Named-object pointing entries
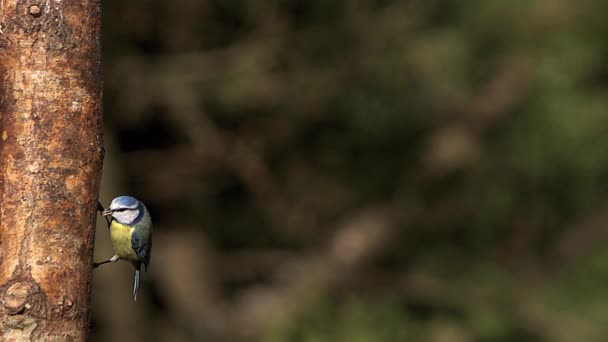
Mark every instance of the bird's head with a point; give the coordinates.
(125, 209)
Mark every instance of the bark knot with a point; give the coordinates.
(16, 298)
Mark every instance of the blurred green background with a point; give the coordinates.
(366, 170)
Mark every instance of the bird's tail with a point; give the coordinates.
(136, 284)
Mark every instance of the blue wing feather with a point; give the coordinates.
(141, 247)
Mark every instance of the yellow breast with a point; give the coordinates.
(121, 241)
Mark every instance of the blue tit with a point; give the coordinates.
(131, 234)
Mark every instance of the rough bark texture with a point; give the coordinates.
(50, 166)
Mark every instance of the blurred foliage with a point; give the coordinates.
(368, 170)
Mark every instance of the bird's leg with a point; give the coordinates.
(136, 284)
(112, 259)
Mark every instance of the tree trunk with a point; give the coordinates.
(50, 166)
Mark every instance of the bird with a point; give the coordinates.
(131, 234)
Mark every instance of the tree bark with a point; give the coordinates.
(51, 154)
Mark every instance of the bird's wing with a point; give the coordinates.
(142, 245)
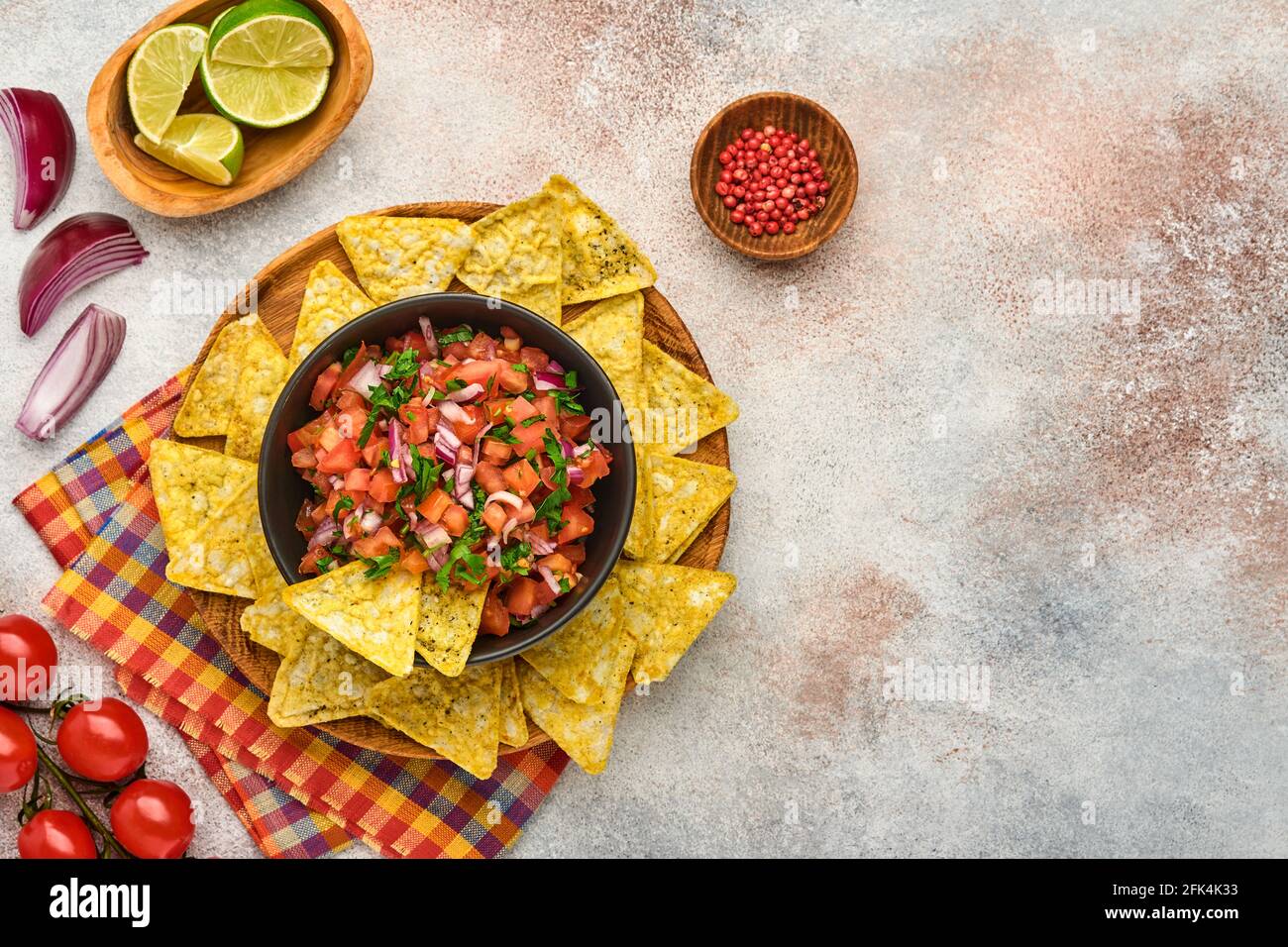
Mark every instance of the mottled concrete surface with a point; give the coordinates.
(951, 470)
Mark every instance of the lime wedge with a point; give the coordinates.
(159, 75)
(209, 147)
(270, 34)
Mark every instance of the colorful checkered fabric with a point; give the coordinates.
(300, 792)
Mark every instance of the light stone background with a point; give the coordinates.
(932, 468)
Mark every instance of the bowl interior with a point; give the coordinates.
(282, 489)
(267, 150)
(795, 114)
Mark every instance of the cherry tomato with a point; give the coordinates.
(153, 818)
(17, 751)
(27, 659)
(55, 834)
(104, 742)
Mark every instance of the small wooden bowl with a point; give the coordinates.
(795, 114)
(273, 157)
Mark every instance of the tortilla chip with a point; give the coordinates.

Requirements: Rewrite all of the entries above with "give the coordinates" replaced by "list the coordinates" and nothing else altered. Leave the pictures out of your answer.

Complete answer:
Mark every instance of the bird's head with a point; list the coordinates.
(125, 209)
Mark every instance of the bark knot with a point; list the coordinates.
(16, 298)
Mark every instance of the blurred green background with a point; list the coordinates.
(366, 170)
Mark every instance of the bird's tail with a point; list the coordinates.
(136, 284)
Mark every instance of the blue wing feather with a point; list the coordinates.
(141, 247)
Mark every instance of the yellow breast with a point; list the coordinates.
(121, 241)
Mark every instance of the blue tit with a point; list the coordinates.
(131, 234)
Mark every instance of the rough bark texture with a point; list the coordinates.
(50, 166)
Mark every instance of the blurred foliage with a point; list the coordinates.
(368, 170)
Mark every instance of the bird's leg with a point; list the coordinates.
(136, 284)
(112, 259)
Mark every instance of the tree trunk with a point; list the coordinates.
(50, 166)
Mark every instance of the bird with a point; list the coordinates.
(131, 234)
Mark every instance of the tree bark with a point; list the coordinates.
(51, 154)
Mark every instance of the bird's wing with a point; list the coordinates.
(142, 245)
Mark every instance of the mottled concrete surface with a point; list the coordinates.
(951, 470)
Mark every instance of the lime wedge with a point; list the coordinates.
(159, 75)
(209, 147)
(270, 34)
Mark every instance of the colorful checkered fabric with a point; list the coordinates.
(300, 792)
Mark every instance of the light stone background with a point; list the coordinates.
(932, 468)
Mark every instance of the bowl interior with a point; list the coordinates.
(282, 489)
(267, 150)
(795, 114)
Mark every instance of the cherry tomato with a point; list the coordinates.
(153, 818)
(17, 751)
(27, 659)
(55, 834)
(104, 742)
Mark every instance of the small wooden bowl with a point; list the coordinates.
(795, 114)
(273, 157)
Mark every instance of the tortilla chip with a point; list the coordinates.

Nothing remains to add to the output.